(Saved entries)
..........
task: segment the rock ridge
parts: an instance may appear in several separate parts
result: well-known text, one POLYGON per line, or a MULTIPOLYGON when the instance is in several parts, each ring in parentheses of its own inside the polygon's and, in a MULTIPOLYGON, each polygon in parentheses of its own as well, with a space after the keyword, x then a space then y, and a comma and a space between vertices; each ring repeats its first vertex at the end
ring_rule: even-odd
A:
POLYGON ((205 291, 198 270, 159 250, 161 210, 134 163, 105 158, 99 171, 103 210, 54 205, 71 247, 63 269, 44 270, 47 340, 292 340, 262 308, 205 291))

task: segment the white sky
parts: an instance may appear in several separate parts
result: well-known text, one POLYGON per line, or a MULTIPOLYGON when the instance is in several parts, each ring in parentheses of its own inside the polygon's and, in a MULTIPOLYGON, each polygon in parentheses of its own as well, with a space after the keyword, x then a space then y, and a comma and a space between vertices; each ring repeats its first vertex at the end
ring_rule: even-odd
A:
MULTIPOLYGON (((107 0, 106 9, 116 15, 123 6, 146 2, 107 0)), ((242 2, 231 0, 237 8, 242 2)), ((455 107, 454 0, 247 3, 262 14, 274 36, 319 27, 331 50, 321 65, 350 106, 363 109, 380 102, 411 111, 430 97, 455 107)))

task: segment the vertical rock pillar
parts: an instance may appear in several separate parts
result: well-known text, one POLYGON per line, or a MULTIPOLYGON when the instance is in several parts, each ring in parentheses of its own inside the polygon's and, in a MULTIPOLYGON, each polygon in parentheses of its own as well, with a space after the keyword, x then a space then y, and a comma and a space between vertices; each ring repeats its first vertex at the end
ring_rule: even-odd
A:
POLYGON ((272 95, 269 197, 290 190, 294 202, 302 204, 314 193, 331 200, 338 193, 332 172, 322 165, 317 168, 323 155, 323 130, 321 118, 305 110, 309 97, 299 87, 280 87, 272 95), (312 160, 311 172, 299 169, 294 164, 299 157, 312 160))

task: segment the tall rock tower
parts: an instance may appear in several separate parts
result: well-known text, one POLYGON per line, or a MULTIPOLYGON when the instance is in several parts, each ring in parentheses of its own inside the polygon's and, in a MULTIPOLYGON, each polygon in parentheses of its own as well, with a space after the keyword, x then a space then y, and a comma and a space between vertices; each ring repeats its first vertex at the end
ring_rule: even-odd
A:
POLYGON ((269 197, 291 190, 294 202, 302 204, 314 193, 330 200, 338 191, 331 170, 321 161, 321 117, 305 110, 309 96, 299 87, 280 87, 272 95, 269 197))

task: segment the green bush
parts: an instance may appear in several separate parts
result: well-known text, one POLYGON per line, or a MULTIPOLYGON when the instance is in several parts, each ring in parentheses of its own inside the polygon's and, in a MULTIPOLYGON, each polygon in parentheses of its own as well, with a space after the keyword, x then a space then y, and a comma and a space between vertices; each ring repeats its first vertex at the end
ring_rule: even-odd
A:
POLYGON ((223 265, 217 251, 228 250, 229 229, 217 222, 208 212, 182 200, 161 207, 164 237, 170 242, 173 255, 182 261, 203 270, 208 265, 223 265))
..........
--- What you are asked to do ---
Copy all of the data above line for line, changing nothing.

--- Result for this exercise ---
task: segment the rock ridge
parts: an instance may appear in several separate parts
result: well-known text, one POLYGON per line, or a MULTIPOLYGON when the instance is in several parts, each ring in parentheses of its own inside the polygon's and, in a MULTIPOLYGON, each polygon in parentheses of its own as well, with a space after the keyword, x then a space then y, and a comma and a space between vertices; each ring repeats its first vertex at the end
ring_rule: even-odd
A:
POLYGON ((205 291, 198 270, 159 250, 161 210, 134 163, 105 158, 99 171, 103 210, 54 205, 71 247, 63 269, 44 270, 47 340, 292 340, 262 308, 205 291))

task: segment the white sky
parts: an instance may appear in several separate parts
result: well-known text, one POLYGON per line, or a MULTIPOLYGON when the instance is in several parts, each ring in parentheses of its own inside the polygon's and, in a MULTIPOLYGON, each polygon in parentheses of its own as well, with a space after the keyword, x then a space then y, and a comma and a space between vertices; each ring repeats its first vertex at the end
ring_rule: even-odd
A:
MULTIPOLYGON (((107 0, 106 9, 116 15, 123 6, 146 2, 107 0)), ((242 2, 231 0, 237 8, 242 2)), ((455 107, 454 0, 247 3, 262 14, 274 36, 319 27, 331 50, 321 65, 350 106, 363 109, 380 102, 411 111, 430 97, 455 107)))

task: segment the vertical rock pillar
parts: an instance may appear in several separate parts
result: well-known text, one POLYGON per line, or a MULTIPOLYGON when the instance is in several parts, each ring in parentheses of its own inside the polygon's and, in a MULTIPOLYGON, each polygon in parentheses of its own as well, with a space after the keyword, x then a space then y, and a comma and a space between vertices; each ring repeats its first vertex at the end
ring_rule: even-odd
A:
POLYGON ((272 95, 269 197, 290 190, 294 202, 302 204, 314 193, 331 200, 338 193, 332 172, 322 165, 317 168, 323 155, 323 130, 321 118, 305 110, 309 97, 299 87, 280 87, 272 95), (312 160, 311 172, 299 169, 294 164, 299 157, 312 160))

task: segment the tall rock tower
parts: an instance may appear in several separate parts
result: well-known text, one POLYGON per line, or a MULTIPOLYGON when the instance is in several parts, each ring in parentheses of its own inside the polygon's and, in a MULTIPOLYGON, each polygon in parentheses of its own as well, with a space after the keyword, x then a space then y, and a comma and a space between vertices; each ring repeats its first vertex at the end
ring_rule: even-odd
A:
POLYGON ((269 197, 291 190, 294 202, 302 204, 314 193, 330 200, 338 191, 331 170, 321 161, 321 117, 305 110, 309 96, 299 87, 280 87, 272 95, 269 197))

task: segment the green bush
parts: an instance may appear in several separate parts
result: well-known text, one POLYGON per line, or a MULTIPOLYGON when the instance is in several parts, each ring in parentheses of its own inside the polygon's and, in a MULTIPOLYGON, each polygon in parentheses of its own as well, with a space after the keyword, x then a space then y, and a comma and a space between vertices; each ring repeats its first vertex at the end
ring_rule: even-odd
A:
POLYGON ((223 265, 217 251, 228 250, 229 229, 217 222, 208 212, 182 200, 161 207, 164 237, 170 242, 173 255, 182 261, 203 270, 208 265, 223 265))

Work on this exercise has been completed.